WHAT IS REQUIRED –
Can you present every line of the material below as a numbered list, skipping any blank lines?
:: SOURCE MATERIAL ::
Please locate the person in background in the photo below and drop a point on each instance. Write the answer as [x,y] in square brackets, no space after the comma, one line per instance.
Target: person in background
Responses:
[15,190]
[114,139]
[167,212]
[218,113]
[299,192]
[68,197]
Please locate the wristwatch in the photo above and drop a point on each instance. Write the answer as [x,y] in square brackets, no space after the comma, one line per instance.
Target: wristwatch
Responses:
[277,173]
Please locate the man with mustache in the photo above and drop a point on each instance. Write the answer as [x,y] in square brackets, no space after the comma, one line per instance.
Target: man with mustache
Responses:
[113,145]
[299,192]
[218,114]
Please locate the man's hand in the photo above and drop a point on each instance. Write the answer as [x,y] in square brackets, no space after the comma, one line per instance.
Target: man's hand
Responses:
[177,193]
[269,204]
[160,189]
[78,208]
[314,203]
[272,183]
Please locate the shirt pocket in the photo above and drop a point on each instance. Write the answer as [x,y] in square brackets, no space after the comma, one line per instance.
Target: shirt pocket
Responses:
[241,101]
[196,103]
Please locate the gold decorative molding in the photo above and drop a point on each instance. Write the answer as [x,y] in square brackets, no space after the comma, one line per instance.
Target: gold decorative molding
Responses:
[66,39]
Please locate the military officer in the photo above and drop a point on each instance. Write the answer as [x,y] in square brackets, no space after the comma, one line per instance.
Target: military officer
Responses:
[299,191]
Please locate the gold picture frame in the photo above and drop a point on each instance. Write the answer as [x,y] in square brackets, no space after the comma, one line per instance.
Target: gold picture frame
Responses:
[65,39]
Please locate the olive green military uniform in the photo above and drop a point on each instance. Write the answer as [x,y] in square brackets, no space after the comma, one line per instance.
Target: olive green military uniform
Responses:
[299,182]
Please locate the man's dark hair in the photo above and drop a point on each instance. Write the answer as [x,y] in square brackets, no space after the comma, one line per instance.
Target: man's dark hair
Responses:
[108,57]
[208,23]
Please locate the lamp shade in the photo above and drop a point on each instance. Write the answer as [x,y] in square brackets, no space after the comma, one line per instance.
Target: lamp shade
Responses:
:::
FINISHED TASK –
1. Please locate the person in background in the photo below and drop a point on each instance. Write the answer as [x,y] in square brackets, no space after the comma, one line per instance.
2. Target: person in background
3. Responses:
4. [15,190]
5. [114,139]
6. [167,212]
7. [218,113]
8. [299,192]
9. [68,197]
10. Please locate the wristwatch in the photo above and drop a point on each instance. Write the answer as [x,y] in square brackets, no space after the comma, one line per instance.
11. Target: wristwatch
12. Responses:
13. [277,173]
14. Please locate the man with mustache in the photo above and drop a point on each instance. Write the answer as [x,y] in square brackets, no space after the comma, one line per instance.
15. Target: man with mustache
16. Responses:
17. [113,145]
18. [299,192]
19. [218,114]
20. Please locate the man's hand in the photo above and drop a point on each instance. Write the answer as [x,y] in square brackets, no space after the comma, one line per instance.
21. Target: man's hand
22. Responses:
23. [177,193]
24. [269,204]
25. [160,189]
26. [78,208]
27. [314,203]
28. [272,183]
29. Please locate the shirt pocket in the photo above and drop a point on each instance. Write the answer as [x,y] in square brackets, no space after the comma, one line per instance.
30. Target: shirt pocket
31. Responses:
32. [241,101]
33. [196,103]
34. Please locate the gold decorative molding in the photo above and drop a point on each instance. Write the answer as [x,y] in square brackets, no space after the comma, one line per instance.
35. Target: gold decorative molding
36. Responses:
37. [66,39]
38. Please locate the military officer in the photo above and drop a point on each instance. Write the answer as [x,y] in square brackets, no space after the comma, one line per instance.
39. Target: military officer
40. Responses:
41. [299,191]
42. Please locate the gold picture frame in the photo above and drop a point on each instance. Write the answer as [x,y] in square brackets, no space after the comma, one line per instance.
43. Target: gold picture frame
44. Responses:
45. [65,39]
46. Please locate the olive green military uniform in the photo above and drop a point on each instance. Write the answer as [x,y] in square brackets, no space after the comma, one line per instance.
47. Target: olive green military uniform
48. Responses:
49. [299,182]
50. Please locate the man's dark hair in the photo above and drop a point on each instance. Write the answer as [x,y] in square brackets, no space after the comma, one line per instance.
51. Target: man's dark hair
52. Responses:
53. [108,57]
54. [208,23]
55. Please locate the lamp shade in the photo above and drop a point on each instance. Write the answer as [x,y] in square brackets, no space after the comma, one line per instance.
56. Target: lamp shade
57. Responses:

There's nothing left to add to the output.